## DATA FOR PROCESSING
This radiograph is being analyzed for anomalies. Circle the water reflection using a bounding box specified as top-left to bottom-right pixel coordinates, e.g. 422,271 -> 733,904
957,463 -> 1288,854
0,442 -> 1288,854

* * *

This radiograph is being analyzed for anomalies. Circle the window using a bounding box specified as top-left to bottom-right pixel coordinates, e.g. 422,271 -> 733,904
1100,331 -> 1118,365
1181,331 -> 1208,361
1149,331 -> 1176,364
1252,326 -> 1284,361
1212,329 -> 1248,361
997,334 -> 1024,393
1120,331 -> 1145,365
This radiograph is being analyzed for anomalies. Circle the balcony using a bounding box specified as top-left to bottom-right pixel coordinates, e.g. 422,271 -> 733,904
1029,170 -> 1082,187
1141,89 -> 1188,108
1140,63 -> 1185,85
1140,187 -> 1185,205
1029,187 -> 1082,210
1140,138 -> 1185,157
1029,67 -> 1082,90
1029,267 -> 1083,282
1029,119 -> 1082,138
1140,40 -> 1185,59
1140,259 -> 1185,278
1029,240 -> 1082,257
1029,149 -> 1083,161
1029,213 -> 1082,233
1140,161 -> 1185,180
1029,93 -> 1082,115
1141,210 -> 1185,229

## DIRECTIVE
Scale down the rows from the line with "Circle the water" to the line with "0,442 -> 1288,854", both included, and write them out again with the request unchanged. Multiply every bounding box coordinate in the answers by 0.25 and round each to a whole number, with halves rounding up.

## THE COMPLETED TASK
This radiograph is being analyzed for anomalies. Circle the water reflection using a bounding box specified as top-left to bottom-right pixel coordinates, e.g. 422,271 -> 733,904
239,116 -> 322,214
0,111 -> 322,214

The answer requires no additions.